# SOURCE EXTRACT
-=-=-

Florence + the Machine bring ‘Blue’ songs to American Airlines Center
“I don’t really feel things by halves,” Florence Welch observed Wednesday. “I wish I could.”
Truer words were never spoken.
The flame-haired singer-songwriter, partway through her performance at American Airlines Center, summed up her heart-on-sleeve songs — and her full-tilt approach to performing them — in just 11 words, although anyone watching her twirl, reach for the rafters or race to the back of the room Wednesday would have figured it out easily enough.
Welch, the most prominent element of Florence + the Machine, which encompassed 10 people Wednesday — complete with harpist, trumpeter and trombonist — is touring behind last year’s How Big, How Blue, How Beautiful, her third and latest studio album of surging, swelling, visceral songs about love and the damage it inflicts en route to blissful abandon.
Making her first DFW appearance in four years (following a pair of gigs four months apart), the 29-year-old Welch, barefoot, clad in a diaphanous dress and forever swiping her hair away from her eyes, stood on a stage that managed to evoke both the past and the future — the ‘70s-style bandstands constrasted with the shimmering, restless backdrop of what seemed to be large silver scales.
That retro feeling extends to the music on Beautiful as well, pivoting Welch and her bandmates away from the grand, baroque pop found on Lungs and Ceremonials (an immaculate album that was, sadly, poorly represented on Wednesday’s set list) toward a more pared back, soulful sound, incorporating gospel and folk shadings into songs like Delilah, which turned Welch into a miniature tornado, Queen of Peace or the gorgeous Ship to Wreck.
Welch’s quicksilver voice — an astonishing contralto that has the capacity to pin you to your seat — remains as arresting as ever, leaping into the heavens on Cosmic Love and conjuring apocalyptic abandon during Spectrum (or Dog Days Are Over, or Shake It Out, or ... )

-=-=-

Point localization data
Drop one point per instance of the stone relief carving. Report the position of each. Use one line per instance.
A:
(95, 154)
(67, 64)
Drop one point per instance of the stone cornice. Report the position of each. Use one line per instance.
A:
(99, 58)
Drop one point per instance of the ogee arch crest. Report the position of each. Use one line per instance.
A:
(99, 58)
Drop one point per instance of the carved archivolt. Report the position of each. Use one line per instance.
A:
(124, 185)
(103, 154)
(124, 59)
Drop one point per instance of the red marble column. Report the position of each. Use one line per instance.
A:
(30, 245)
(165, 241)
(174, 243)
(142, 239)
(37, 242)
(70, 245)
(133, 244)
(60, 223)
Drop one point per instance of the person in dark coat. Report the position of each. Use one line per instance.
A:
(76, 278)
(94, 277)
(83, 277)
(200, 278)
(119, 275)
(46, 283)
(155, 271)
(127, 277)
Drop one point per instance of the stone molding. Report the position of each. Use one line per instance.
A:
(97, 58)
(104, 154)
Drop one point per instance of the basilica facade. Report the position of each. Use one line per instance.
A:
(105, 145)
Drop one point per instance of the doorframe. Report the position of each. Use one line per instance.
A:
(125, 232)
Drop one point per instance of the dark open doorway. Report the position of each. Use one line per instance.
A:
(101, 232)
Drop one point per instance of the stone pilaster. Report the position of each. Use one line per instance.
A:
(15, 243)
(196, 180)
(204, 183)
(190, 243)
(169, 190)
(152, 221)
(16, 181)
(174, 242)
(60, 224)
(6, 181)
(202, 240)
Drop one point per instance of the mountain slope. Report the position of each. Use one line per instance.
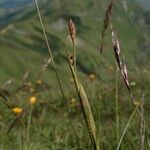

-=-=-

# WHAT YOU WILL DO
(a) In the concert review, how many people made up Florence + the Machine on Wednesday?
(b) Continue the concert review from its final sentence.

# ANSWERS IN ORDER
(a) Ten people.

(b)
The 95-minute set was a master’s class in arena-sized catharsis — Welch, at one point, implored the rabid fans along the barricade on the floor to be an ersatz choir — with the songs deftly building, piling anguish atop uncertainty until it all toppled over, releasing the tension in a glorious burst of uplift.
Like waves breaking upon the shore, that rhythm of hurt and healing served as a metronome of sorts, keeping time throughout the evening. (After all, if it was easy, simple comfort you were after, there was always the $85 blanket for sale at the merch table.)
If such a statement seems like hyperbole, it isn’t.
Just as Welch cannot give just some of herself, those in the audience have no choice but to throw themselves across the chasm, meeting Florence + the Machine’s wild, thrilling energy with a fearlessness that feels something like truth.
Speaking of bold choices, Grimes (aka Claire Boucher) was a particularly inspired, left-field selection to warm up the crowd, as Boucher’s jagged synthpop proved intoxicating. Her aggressively strange, exciting set — a riot of blinding lights, helium-pitched vocals, sternum-crushing bass and sticky-sweet melodies — was profoundly different than what is often glimpsed on stages of this size.
There, amid the smoke and glare, Grimes illuminated something altogether interesting and provocative (the cascading, thumping Genesis remains a knockout of a song) — a defiant declaration of self in a room that did not feel nearly big enough to contain her ambitions.